▶ _STATED GOAL_
Copy out exactly every line from the line containing "Could you kindly annotate the street" until the records below end, inclusive of both boundary lines.

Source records
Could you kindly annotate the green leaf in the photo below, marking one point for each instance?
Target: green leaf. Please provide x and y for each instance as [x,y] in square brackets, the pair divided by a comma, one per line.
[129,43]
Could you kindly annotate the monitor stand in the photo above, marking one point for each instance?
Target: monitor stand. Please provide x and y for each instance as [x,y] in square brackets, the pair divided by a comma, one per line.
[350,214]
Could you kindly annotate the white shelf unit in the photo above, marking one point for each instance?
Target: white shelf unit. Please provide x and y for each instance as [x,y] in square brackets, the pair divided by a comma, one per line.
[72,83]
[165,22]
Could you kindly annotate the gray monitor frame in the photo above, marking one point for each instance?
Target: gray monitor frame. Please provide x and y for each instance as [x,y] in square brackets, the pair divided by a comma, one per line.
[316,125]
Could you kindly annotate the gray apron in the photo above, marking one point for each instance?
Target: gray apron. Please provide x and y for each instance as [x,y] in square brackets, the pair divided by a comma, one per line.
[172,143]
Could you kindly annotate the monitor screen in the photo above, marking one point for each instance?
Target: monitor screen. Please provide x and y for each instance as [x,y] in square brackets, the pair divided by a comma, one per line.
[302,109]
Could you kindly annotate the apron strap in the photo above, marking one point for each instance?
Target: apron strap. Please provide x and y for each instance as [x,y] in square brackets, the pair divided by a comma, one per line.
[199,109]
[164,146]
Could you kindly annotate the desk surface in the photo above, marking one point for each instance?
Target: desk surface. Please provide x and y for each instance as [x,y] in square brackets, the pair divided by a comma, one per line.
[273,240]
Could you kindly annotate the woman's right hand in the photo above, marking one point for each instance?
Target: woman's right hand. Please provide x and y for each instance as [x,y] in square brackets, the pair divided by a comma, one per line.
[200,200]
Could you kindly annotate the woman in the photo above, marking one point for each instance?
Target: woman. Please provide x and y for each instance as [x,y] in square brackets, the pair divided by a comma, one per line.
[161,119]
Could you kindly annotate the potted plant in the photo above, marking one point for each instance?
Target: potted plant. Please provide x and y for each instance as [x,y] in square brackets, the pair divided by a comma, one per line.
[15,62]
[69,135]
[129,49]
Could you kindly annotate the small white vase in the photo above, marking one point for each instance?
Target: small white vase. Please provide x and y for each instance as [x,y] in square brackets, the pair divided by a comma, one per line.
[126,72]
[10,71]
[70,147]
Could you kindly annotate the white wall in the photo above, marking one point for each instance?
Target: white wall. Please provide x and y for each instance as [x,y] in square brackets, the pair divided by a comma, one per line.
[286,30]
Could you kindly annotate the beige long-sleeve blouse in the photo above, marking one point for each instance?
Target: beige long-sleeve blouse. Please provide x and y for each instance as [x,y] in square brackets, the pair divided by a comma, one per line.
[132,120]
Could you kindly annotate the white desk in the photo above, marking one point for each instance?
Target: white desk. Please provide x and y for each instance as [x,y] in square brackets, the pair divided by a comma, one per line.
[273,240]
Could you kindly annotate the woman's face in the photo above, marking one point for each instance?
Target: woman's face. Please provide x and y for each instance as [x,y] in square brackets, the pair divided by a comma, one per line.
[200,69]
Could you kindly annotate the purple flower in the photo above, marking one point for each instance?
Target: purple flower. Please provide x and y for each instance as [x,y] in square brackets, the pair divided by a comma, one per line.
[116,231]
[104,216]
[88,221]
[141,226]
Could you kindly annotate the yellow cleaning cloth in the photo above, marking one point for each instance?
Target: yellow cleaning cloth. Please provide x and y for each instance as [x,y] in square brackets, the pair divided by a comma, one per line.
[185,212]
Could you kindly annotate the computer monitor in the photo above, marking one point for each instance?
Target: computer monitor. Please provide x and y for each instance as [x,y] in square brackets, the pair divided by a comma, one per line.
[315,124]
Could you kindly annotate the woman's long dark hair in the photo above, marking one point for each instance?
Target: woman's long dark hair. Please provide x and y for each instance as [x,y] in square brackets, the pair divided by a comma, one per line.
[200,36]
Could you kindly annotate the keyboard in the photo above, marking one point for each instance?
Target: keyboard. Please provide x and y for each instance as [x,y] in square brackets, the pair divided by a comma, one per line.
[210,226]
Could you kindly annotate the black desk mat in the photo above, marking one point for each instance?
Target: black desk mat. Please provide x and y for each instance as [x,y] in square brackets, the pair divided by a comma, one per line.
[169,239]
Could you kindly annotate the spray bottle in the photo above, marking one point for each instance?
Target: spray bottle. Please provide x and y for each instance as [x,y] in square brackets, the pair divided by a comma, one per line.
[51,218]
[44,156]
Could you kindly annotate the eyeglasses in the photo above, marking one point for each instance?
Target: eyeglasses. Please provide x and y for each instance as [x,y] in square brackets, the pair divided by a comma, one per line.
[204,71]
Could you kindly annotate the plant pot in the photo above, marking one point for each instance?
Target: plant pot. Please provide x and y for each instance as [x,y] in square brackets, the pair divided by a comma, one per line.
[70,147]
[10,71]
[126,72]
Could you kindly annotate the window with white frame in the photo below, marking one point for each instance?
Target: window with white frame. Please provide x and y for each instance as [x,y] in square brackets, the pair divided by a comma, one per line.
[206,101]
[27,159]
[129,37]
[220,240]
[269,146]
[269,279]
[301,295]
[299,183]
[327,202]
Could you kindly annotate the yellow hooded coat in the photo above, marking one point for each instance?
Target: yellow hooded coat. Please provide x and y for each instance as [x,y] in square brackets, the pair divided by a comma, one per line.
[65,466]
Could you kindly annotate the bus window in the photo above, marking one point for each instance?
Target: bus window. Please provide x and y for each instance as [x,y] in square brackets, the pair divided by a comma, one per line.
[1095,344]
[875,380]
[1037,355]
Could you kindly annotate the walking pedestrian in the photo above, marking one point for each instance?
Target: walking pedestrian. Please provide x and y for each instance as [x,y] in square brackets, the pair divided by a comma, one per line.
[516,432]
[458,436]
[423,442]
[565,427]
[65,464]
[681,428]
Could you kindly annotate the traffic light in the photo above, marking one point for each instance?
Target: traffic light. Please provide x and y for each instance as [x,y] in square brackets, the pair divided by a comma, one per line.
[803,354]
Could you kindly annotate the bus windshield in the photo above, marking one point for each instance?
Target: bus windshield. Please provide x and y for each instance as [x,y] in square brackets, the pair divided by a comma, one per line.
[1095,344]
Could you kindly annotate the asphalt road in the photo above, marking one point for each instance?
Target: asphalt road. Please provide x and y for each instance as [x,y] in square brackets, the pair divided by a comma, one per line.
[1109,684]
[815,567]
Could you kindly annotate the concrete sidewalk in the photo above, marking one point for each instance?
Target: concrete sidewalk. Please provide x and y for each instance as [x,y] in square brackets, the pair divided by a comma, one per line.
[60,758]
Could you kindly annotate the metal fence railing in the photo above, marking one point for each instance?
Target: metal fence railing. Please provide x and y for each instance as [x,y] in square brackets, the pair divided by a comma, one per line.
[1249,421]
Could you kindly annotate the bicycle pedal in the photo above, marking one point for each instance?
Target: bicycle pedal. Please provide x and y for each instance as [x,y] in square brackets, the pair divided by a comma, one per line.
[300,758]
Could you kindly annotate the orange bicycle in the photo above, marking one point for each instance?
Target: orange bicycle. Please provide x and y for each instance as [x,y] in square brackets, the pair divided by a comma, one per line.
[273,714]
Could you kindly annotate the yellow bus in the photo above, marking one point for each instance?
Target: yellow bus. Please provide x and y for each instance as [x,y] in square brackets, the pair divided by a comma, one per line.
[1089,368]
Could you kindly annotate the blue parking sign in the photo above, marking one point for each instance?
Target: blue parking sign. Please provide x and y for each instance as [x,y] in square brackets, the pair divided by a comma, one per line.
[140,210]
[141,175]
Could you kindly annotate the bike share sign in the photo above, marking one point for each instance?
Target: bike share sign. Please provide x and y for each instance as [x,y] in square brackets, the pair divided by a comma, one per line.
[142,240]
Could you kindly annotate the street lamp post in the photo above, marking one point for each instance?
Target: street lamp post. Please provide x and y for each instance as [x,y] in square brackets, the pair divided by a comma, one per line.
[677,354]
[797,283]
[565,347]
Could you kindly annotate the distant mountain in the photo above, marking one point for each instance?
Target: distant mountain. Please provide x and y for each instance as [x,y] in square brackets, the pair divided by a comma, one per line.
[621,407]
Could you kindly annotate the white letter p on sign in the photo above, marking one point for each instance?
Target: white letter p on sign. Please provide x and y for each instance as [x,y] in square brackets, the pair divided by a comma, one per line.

▶ _OUTPUT BELOW_
Could you kindly annotate the street lamp post in the photo above, marking one point for each instance?
Target: street lamp post. Please provide x and y for each instance as [x,y] in square brackets, the pair divided by a comma, one per line.
[677,354]
[797,283]
[565,347]
Could you kindly annotate the distant mountain in the photo above, marking one point for each instance?
Target: distant mountain. Please provide x and y for each instance as [x,y] in square brackets, the pair divided by a comma, one per line.
[621,407]
Could you kindly annotate the white letter p on sign in the photo above, marking one point for each instance?
Target: white letter p on sign. Please provide x and y for each instance as [x,y] in square brackets, the pair divided by a comma, one per line.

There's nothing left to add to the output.